#### [Written request]
Return each of the records below word for word, omitting the pictures.

#### [Exercise input]
____

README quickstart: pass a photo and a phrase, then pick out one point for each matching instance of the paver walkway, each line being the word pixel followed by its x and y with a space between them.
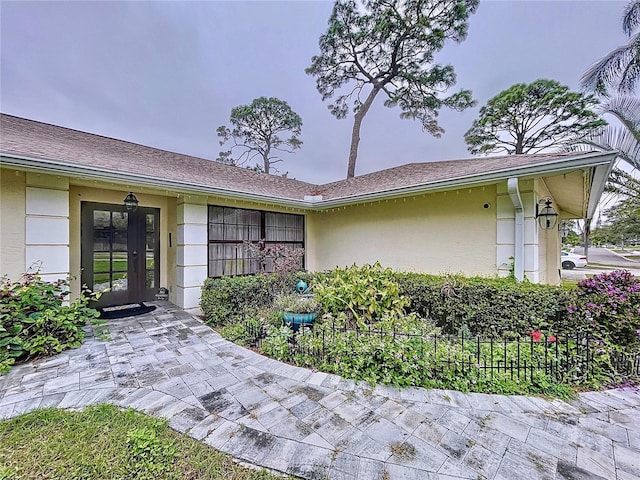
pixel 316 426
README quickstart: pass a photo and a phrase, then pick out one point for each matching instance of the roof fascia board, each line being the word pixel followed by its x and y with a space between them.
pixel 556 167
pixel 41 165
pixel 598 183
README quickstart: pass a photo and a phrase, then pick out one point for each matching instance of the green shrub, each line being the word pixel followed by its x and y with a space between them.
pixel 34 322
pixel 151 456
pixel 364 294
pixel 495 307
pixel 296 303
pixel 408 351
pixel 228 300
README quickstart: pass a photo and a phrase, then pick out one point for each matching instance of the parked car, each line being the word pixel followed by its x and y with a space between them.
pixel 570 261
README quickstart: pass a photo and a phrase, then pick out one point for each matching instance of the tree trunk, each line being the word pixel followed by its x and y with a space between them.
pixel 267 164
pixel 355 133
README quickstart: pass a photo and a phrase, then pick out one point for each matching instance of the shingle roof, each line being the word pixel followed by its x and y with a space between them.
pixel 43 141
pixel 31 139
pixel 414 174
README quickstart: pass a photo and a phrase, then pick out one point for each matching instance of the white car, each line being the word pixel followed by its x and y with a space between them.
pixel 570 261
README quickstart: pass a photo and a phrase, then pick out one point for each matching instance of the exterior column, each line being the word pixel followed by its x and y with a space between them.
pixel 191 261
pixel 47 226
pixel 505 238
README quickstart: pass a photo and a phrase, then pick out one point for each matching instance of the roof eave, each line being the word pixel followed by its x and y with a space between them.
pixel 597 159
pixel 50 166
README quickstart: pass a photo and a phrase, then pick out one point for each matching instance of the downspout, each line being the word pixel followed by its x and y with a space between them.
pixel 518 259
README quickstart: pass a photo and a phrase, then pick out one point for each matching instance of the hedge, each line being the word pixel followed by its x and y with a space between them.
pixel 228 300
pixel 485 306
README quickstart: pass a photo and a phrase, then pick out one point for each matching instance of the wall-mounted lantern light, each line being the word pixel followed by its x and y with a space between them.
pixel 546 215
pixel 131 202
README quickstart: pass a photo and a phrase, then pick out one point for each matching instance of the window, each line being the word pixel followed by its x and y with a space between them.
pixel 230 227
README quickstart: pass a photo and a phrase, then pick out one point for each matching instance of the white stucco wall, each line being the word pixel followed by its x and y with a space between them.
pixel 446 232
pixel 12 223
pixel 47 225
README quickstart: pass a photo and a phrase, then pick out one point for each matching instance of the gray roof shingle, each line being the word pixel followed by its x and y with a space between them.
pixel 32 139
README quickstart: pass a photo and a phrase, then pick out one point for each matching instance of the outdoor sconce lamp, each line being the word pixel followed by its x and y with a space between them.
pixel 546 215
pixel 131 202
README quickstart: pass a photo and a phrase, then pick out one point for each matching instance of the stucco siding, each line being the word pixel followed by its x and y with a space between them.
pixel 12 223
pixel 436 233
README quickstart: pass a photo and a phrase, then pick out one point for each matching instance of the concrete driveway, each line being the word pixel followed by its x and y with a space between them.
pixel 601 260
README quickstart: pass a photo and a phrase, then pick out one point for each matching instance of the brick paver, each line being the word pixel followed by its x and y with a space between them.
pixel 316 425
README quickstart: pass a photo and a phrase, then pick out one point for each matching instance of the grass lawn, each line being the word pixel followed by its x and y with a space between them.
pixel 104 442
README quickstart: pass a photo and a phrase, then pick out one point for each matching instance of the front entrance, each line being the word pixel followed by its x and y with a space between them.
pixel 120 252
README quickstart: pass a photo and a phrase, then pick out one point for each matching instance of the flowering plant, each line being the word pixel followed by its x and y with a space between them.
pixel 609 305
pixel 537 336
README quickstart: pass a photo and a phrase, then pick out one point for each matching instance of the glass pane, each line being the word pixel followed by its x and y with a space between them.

____

#### [Task answer]
README quickstart: pass a photo and a phrase, then pick out one point for each matching instance of the paver walkway, each line being the word pixel followed by its x and y with a space between them.
pixel 316 426
README quickstart: pass a photo and a phrase, then pick out one point for each matching instance of the roof fascia board, each line being the word pixel followed by its x and y with a space between them.
pixel 556 167
pixel 41 165
pixel 598 183
README quickstart: pass a photo and a phrase, then pick out one point for each matching instance of the green shrub, each line being the word pixel followed by its x and y with a space between them.
pixel 34 322
pixel 151 456
pixel 364 294
pixel 495 307
pixel 296 303
pixel 408 351
pixel 228 300
README quickstart: pass a photo and a phrase, then pick out one point for each matching instance of the parked car, each line being the word pixel followed by its x and y with a space between them.
pixel 570 261
README quickstart: pass a photo and a phrase, then pick out one point for each matching instance of the tree trunk, each line being the word pixel followed by its x and y with a space between them.
pixel 267 164
pixel 355 133
README quickstart: pass a photo and a phrase, then pick out one point for each matching instance of the shingle roof, each line being the word pixel followed by its x and y with a space between them.
pixel 43 141
pixel 31 139
pixel 414 174
README quickstart: pass a photo and a phrase, then pick out one point for each matching instance of the white car, each line being the word pixel followed by its x and y with a space between them.
pixel 570 261
README quickstart: pass a photo and a phrase, then pick out one point for each matching instance of the exterior column, each line being the word pixel followed by its x and y with a space between them.
pixel 191 261
pixel 47 226
pixel 505 238
README quickstart: pass a photo and a phrase, then pick out one point for each matching instance of the roof eave, each line being the word pixel followed by its x and y with a space between them.
pixel 597 159
pixel 50 166
README quickstart: pass a photo and a phrase, then pick out one point for each matching instance of the downspout, each line being the word pixel followed by its x and y with a space between them.
pixel 518 259
README quickstart: pass a photo and a phrase, then pick out one point for each matching instance of the hedge, each line being the word pixel followed by its x and y with a space between them.
pixel 228 300
pixel 485 306
README quickstart: pass a photo and a phrase, then pick out one point for each matching instance of the wall-mounted lantern light, each line being the word pixel followed by its x and y with a space between them.
pixel 546 215
pixel 131 202
README quickstart: pass a photo and a phrase, then pick out one point for each matching instance of the window, each line being the word pixel followed by its x and y with a space between them.
pixel 230 227
README quickstart: pass a photo and a phrase, then pick out one point for each matching instance of the white stucco wall, each line being the word pixel followed by its x and y with a space between them.
pixel 446 232
pixel 12 223
pixel 47 225
README quickstart: pass a photo and a phrase, then pick out one point for each matching instance of the gray roof shingle, each line being the word pixel followed by its x and y with a space between them.
pixel 32 139
README quickstart: pass a photo and a phrase, then pick out one point for each matching instance of the outdoor sconce lamp, each line being the word pixel followed by its x and y with a space between them.
pixel 546 215
pixel 131 202
README quickstart: pass a photo and a phrase, then pick out one point for each matching instance of the stucco siding, each line being the word pixel followed by its x and y with a space between them.
pixel 12 223
pixel 436 233
README quickstart: pass a photo and a phrase, then pick out one point for each matching instance of the concrete driveway, each line being the word pixel followed by its x and y with a space between them.
pixel 601 260
README quickstart: pass a photo and a phrase, then pick out one point for each matching instance of the brick paver, each line being the word pixel followed by its x and y with a space between them.
pixel 316 425
README quickstart: pass a photo and a phrase, then pick out one point for each matching instance of the grass lawn, each line being the word pixel followed by its x and y with a space between them.
pixel 104 442
README quickstart: pass a photo and a phrase, then pick out one point for each matching instance of the front entrance, each line being the word pixel followed by its x and y with a space between them.
pixel 120 252
README quickstart: pass a photo and a phrase, then pick out one point for each matching instance of the flowering plant, each line being the word pixel followed by its x and y with a space between them.
pixel 609 305
pixel 537 336
README quickstart: pass a photo and a phrase, then pick out one point for each matching instance of the glass pane, each line being the word pixel followed by its x and y with a space between them.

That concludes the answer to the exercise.